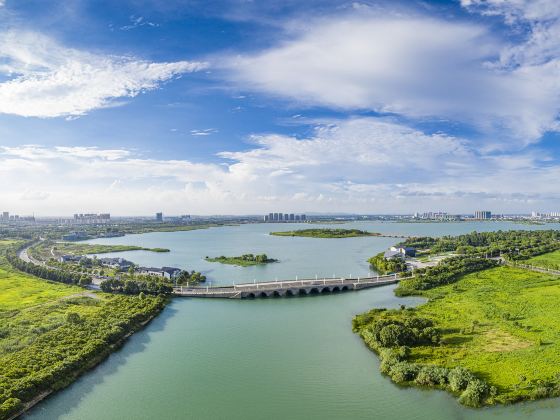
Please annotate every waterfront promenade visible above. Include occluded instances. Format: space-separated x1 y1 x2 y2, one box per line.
173 274 404 299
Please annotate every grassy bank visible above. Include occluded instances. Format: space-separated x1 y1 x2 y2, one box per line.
0 241 165 419
29 241 169 261
270 229 380 238
521 251 560 270
354 267 560 406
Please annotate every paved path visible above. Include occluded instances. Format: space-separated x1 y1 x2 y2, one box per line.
173 274 404 299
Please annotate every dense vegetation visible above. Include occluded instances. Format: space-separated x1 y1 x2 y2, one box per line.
353 266 560 406
400 230 560 260
395 257 498 296
29 241 169 261
101 276 173 295
0 241 165 419
270 229 379 238
205 254 278 267
522 251 560 270
368 252 406 274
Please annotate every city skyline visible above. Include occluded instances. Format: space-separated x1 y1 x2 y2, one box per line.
0 0 560 216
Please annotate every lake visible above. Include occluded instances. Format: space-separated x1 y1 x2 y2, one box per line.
25 222 560 420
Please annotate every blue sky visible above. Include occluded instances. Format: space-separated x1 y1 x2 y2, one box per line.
0 0 560 215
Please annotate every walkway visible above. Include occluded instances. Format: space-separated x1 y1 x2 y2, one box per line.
173 274 404 299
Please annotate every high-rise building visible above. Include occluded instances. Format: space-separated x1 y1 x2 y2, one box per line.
474 210 492 220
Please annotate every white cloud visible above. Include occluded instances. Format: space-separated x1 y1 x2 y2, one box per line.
191 128 218 136
0 31 206 117
0 118 560 215
224 9 560 147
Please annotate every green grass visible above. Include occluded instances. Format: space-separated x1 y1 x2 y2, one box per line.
270 229 380 238
30 241 169 261
354 267 560 403
0 241 165 419
520 251 560 270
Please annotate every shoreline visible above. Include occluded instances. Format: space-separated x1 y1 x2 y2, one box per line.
7 298 165 420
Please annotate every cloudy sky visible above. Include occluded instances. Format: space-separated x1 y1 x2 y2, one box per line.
0 0 560 216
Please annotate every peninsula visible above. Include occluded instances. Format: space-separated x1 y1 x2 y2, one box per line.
270 229 382 238
205 254 278 267
353 230 560 407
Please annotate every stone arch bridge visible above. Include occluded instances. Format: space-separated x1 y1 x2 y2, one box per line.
173 274 410 299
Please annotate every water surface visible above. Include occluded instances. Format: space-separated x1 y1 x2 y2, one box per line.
26 222 560 420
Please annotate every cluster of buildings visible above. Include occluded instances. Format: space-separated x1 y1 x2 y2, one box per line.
383 246 416 260
58 255 182 280
263 213 307 222
531 211 560 219
0 211 35 223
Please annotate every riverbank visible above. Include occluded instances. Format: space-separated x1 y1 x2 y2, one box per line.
0 241 167 419
10 307 163 420
353 267 560 406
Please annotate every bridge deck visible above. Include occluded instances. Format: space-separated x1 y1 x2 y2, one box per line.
173 274 399 299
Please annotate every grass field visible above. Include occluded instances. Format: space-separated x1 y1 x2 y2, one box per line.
411 267 560 401
0 241 165 419
354 267 560 403
521 251 560 270
29 241 169 261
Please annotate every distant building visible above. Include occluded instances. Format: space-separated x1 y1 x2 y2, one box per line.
390 246 416 257
58 255 82 262
383 251 404 260
474 210 492 220
62 232 89 241
138 267 171 279
99 258 134 271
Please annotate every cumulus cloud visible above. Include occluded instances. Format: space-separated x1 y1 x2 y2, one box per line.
0 118 560 214
224 7 560 147
0 31 206 118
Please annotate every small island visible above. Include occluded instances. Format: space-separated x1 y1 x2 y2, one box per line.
205 254 278 267
270 229 381 238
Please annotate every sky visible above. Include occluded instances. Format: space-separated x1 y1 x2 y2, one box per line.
0 0 560 216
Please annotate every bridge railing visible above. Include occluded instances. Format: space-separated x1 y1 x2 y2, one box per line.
174 274 410 294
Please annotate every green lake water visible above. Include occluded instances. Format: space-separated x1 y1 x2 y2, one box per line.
25 222 560 420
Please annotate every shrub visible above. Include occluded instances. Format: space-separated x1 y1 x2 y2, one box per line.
390 362 420 383
459 379 488 407
415 366 449 386
448 366 474 392
0 398 23 419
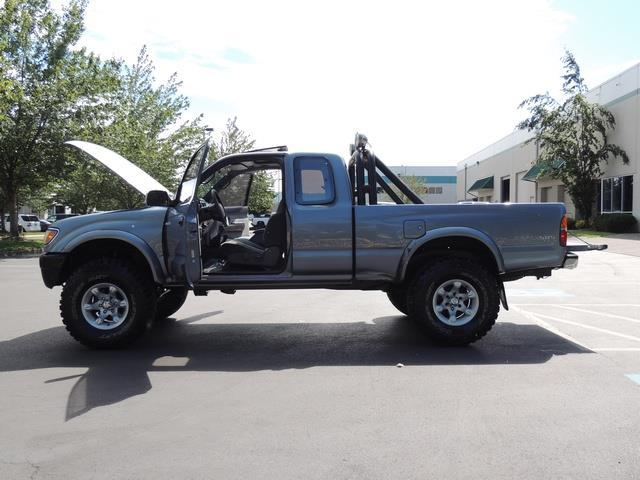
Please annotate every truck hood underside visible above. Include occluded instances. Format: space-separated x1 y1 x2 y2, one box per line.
65 140 173 196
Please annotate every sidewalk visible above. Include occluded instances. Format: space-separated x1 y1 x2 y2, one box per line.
573 233 640 257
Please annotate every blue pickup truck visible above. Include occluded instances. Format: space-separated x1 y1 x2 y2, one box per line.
40 135 592 348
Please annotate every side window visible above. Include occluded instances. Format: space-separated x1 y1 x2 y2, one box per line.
293 157 335 205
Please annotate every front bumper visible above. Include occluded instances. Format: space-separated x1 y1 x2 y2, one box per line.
40 253 67 288
562 252 578 269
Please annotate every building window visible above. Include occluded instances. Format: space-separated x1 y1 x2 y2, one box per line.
540 187 551 203
600 175 633 213
500 177 511 203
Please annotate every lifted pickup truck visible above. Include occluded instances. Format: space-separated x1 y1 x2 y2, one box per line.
40 135 592 348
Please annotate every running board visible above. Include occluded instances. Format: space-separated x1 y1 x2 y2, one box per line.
567 243 609 252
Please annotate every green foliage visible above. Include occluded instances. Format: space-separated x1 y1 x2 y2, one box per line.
593 213 638 233
58 47 203 213
0 0 115 236
249 171 276 215
518 52 629 219
392 175 427 203
209 117 255 161
0 237 43 256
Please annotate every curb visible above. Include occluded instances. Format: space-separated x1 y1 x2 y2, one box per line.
0 249 42 258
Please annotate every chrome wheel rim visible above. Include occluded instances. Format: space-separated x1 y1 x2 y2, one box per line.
431 278 480 327
80 282 129 330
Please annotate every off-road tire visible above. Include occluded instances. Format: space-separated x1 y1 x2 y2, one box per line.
387 287 409 315
156 288 189 320
60 257 157 349
407 257 500 346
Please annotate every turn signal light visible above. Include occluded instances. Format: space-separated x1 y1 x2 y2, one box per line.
560 215 568 247
44 228 59 245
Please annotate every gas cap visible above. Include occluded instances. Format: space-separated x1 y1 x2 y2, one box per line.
404 220 426 238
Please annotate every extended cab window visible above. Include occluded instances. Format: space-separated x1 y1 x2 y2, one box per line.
293 157 335 205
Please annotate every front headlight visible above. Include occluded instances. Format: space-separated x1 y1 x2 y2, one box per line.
44 228 60 245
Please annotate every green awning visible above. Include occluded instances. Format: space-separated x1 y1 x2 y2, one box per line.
522 163 540 182
467 176 493 192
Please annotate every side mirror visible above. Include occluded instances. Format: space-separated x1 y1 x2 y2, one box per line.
146 190 171 207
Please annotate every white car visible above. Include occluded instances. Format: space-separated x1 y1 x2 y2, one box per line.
4 213 40 232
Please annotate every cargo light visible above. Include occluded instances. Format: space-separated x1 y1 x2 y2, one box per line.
44 228 59 245
560 215 568 247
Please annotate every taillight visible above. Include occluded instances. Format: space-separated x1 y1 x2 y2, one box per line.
44 228 58 245
560 215 568 247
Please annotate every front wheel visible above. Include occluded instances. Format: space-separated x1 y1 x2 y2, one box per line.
407 258 500 345
60 258 157 348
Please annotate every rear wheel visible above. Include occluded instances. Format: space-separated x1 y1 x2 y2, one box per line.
60 258 157 348
156 288 189 319
407 258 500 345
387 288 409 315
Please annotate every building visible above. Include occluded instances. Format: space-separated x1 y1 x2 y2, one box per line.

• • •

[The exercise]
Put every line of the items above into a JSON list of strings, one string per line, leaving out blank lines and the pictures.

[Task result]
[
  "Please annotate every waterfront promenade visible above. Include occluded instances. Format: space-separated x1 y1 x2 y2, one box per line.",
  "173 274 404 299",
  "Please annotate every grassy bank visible above. Include occluded instances. Format: space-separated x1 y1 x2 y2, one box per line.",
  "0 241 165 419",
  "29 241 169 261",
  "270 229 380 238",
  "521 251 560 270",
  "354 267 560 406",
  "Please annotate every paved path visible above. Include occluded instances. Format: space-separated x1 y1 x2 y2, one box per line.",
  "173 274 404 299",
  "Please annotate every dense vegetation visible above. Include occluded instances. Format: space-separated x1 y1 x2 y2, one box per line.",
  "353 266 560 406",
  "400 230 560 260",
  "395 257 498 296",
  "29 241 169 261",
  "101 276 173 295",
  "0 241 165 419",
  "270 229 379 238",
  "205 254 278 267",
  "522 251 560 270",
  "368 252 406 274",
  "Please annotate every city skyline visible above. Include occluded instances. Format: space-separated x1 y1 x2 y2, one box per line.",
  "0 0 560 216",
  "Please annotate every lake visible above. Include occluded instances. Format: space-separated x1 y1 x2 y2, one box per line.",
  "25 222 560 420",
  "Please annotate every blue sky visible above. Include occluded instances. Format: space-separated x1 y1 x2 y2, one box per line.",
  "0 0 560 215",
  "Please annotate every walkway visible above. Include occluded instances. Format: space-separated x1 y1 x2 y2, one box per line.",
  "173 274 404 299",
  "Please annotate every high-rise building visible above. Include occluded instances. Format: space-separated x1 y1 x2 y2, one box per line.",
  "474 210 492 220",
  "Please annotate every white cloud visible above. Include occluded instances. Format: space-separated x1 y1 x2 y2, one box per line.",
  "191 128 218 136",
  "0 31 206 117",
  "0 118 560 215",
  "224 9 560 147",
  "Please annotate every green grass visible above. Include occluded instances. Format: space-separated x1 y1 x2 y2, one box per line.",
  "270 229 380 238",
  "30 241 169 261",
  "354 267 560 403",
  "0 241 165 419",
  "520 251 560 270",
  "Please annotate every shoreline visible above. Include occluded instances. Format: space-separated x1 y1 x2 y2, one box per line.",
  "7 298 165 420",
  "Please annotate every cloudy sky visible above. Include occluded instances. Format: space-separated x1 y1 x2 y2, one box per line.",
  "0 0 560 216",
  "Please annotate every peninsula visible above. Include occluded instances. Format: space-separated x1 y1 x2 y2, one box per line.",
  "270 229 382 238",
  "205 254 278 267",
  "353 230 560 407",
  "Please annotate every stone arch bridge visible above. Include occluded instances. Format: space-separated x1 y1 x2 y2, one box per line.",
  "173 274 410 299",
  "Please annotate every water surface visible above. Include occluded instances. Format: space-separated x1 y1 x2 y2, one box per line.",
  "26 222 560 420",
  "Please annotate every cluster of buildings visible above. Include occluded instances. Format: space-separated x1 y1 x2 y2, one box per line.",
  "383 246 416 260",
  "58 255 182 280",
  "263 213 307 222",
  "531 211 560 219",
  "0 211 35 223",
  "Please annotate every riverbank visible above. Include occluded instances. Format: space-separated x1 y1 x2 y2, one box per line.",
  "0 241 167 419",
  "10 307 163 420",
  "353 267 560 406",
  "Please annotate every bridge deck visible above. Include occluded instances. Format: space-separated x1 y1 x2 y2, one box per line.",
  "173 274 399 299",
  "Please annotate every grass field visible above. Include occluded instances. Format: space-separated x1 y1 x2 y2, one box per line.",
  "411 267 560 401",
  "0 241 165 419",
  "354 267 560 403",
  "521 251 560 270",
  "29 241 169 261",
  "Please annotate every distant building visible above. Include occluded instances. Format: space-separated x1 y1 x2 y2, one box per line.",
  "390 246 416 257",
  "58 255 82 262",
  "383 251 404 260",
  "474 210 492 220",
  "62 232 89 241",
  "138 267 171 279",
  "99 258 134 271",
  "Please annotate every cumulus cloud visible above. Include occluded instances. Format: space-separated x1 y1 x2 y2, one box per line.",
  "0 118 560 214",
  "224 7 560 147",
  "0 31 206 118",
  "Please annotate every small island visible above. Include occluded instances. Format: space-separated x1 y1 x2 y2, one box per line.",
  "205 254 278 267",
  "270 229 381 238",
  "Please annotate every sky visible above. Include occluded instances. Format: space-separated x1 y1 x2 y2, one box per line.",
  "0 0 560 216",
  "Please annotate every bridge railing visible above. Include occluded instances. Format: space-separated x1 y1 x2 y2, one box per line.",
  "174 274 410 294",
  "Please annotate every green lake water visible above. Include occluded instances. Format: space-separated x1 y1 x2 y2, one box per line.",
  "25 222 560 420",
  "Please annotate every shrub visible above. Include occluded instances. Format: space-separated x1 y1 x2 y2, one box per line.",
  "390 362 420 383",
  "459 379 488 407",
  "415 366 449 386",
  "448 366 474 392",
  "0 398 23 419",
  "Please annotate every truck hood underside visible above. Include occluded instances. Format: space-separated x1 y1 x2 y2, one box per line.",
  "65 140 173 196",
  "Please annotate every sidewalk visible above. Include occluded instances. Format: space-separated x1 y1 x2 y2, one box per line.",
  "573 233 640 257",
  "Please annotate every blue pickup truck visible above. Include occluded instances. Format: space-separated x1 y1 x2 y2, one box per line.",
  "40 135 592 348",
  "Please annotate every side window visible above. Include occluded instances. Format: space-separated x1 y1 x2 y2, one box per line.",
  "293 157 335 205",
  "Please annotate every front bumper visible above. Include occluded instances. Format: space-separated x1 y1 x2 y2, one box per line.",
  "40 253 67 288",
  "562 252 578 269",
  "Please annotate every building window visible above. Include occluded instances. Format: space-separated x1 y1 x2 y2, one box per line.",
  "540 187 551 203",
  "600 175 633 213",
  "500 177 511 203",
  "Please annotate every lifted pickup truck visible above. Include occluded instances. Format: space-separated x1 y1 x2 y2, one box per line.",
  "40 135 592 348",
  "Please annotate every running board visible above. Include occluded instances. Format: space-separated x1 y1 x2 y2, one box per line.",
  "567 243 609 252",
  "Please annotate every green foliage visible above. Include occluded instances. Format: space-separated x1 y1 x2 y2, one box per line.",
  "593 213 638 233",
  "58 47 203 213",
  "0 0 115 236",
  "249 171 276 215",
  "518 52 629 219",
  "392 175 427 203",
  "209 117 255 161",
  "0 237 43 256",
  "Please annotate every curb visible above. Include occluded instances. Format: space-separated x1 y1 x2 y2, one box per line.",
  "0 249 42 258",
  "Please annotate every chrome wheel rim visible above. Include occluded instances. Format: space-separated x1 y1 x2 y2, one box per line.",
  "431 278 480 327",
  "80 282 129 330",
  "Please annotate every off-road tire visible above. Include occluded instances. Format: space-separated x1 y1 x2 y2, one box per line.",
  "387 287 409 315",
  "156 288 189 320",
  "60 257 157 349",
  "407 257 500 346",
  "Please annotate every turn signal light visible above. Include occluded instances. Format: space-separated x1 y1 x2 y2, one box per line.",
  "560 215 568 247",
  "44 228 59 245",
  "Please annotate every gas cap visible above. Include occluded instances. Format: space-separated x1 y1 x2 y2, one box per line.",
  "404 220 426 238",
  "Please annotate every extended cab window visible above. Include occluded instances. Format: space-separated x1 y1 x2 y2, one box per line.",
  "293 157 335 205",
  "Please annotate every front headlight visible above. Include occluded instances. Format: space-separated x1 y1 x2 y2, one box per line.",
  "44 228 60 245",
  "Please annotate every green awning visible above. Include occluded instances. Format: space-separated x1 y1 x2 y2, one box per line.",
  "522 163 540 182",
  "467 176 493 192",
  "Please annotate every side mirror visible above. Include occluded instances. Format: space-separated x1 y1 x2 y2, one box per line.",
  "146 190 171 207",
  "Please annotate every white car visible above. Include occluded instances. Format: space-separated x1 y1 x2 y2, one box per line.",
  "4 213 40 232",
  "Please annotate every cargo light visible above. Include occluded instances. Format: space-separated x1 y1 x2 y2, one box per line.",
  "44 228 59 245",
  "560 215 568 247",
  "Please annotate every taillight visible above. Include occluded instances. Format: space-separated x1 y1 x2 y2, one box per line.",
  "44 228 58 245",
  "560 215 568 247",
  "Please annotate every front wheel visible above. Include occluded instances. Format: space-separated x1 y1 x2 y2, one box per line.",
  "407 258 500 345",
  "60 258 157 348",
  "Please annotate every rear wheel visible above. Include occluded instances. Format: space-separated x1 y1 x2 y2, one box per line.",
  "60 258 157 348",
  "156 288 189 319",
  "407 258 500 345",
  "387 288 409 315",
  "Please annotate every building visible above. Include occluded instances. Format: space-separated x1 y1 x2 y2, one box per line."
]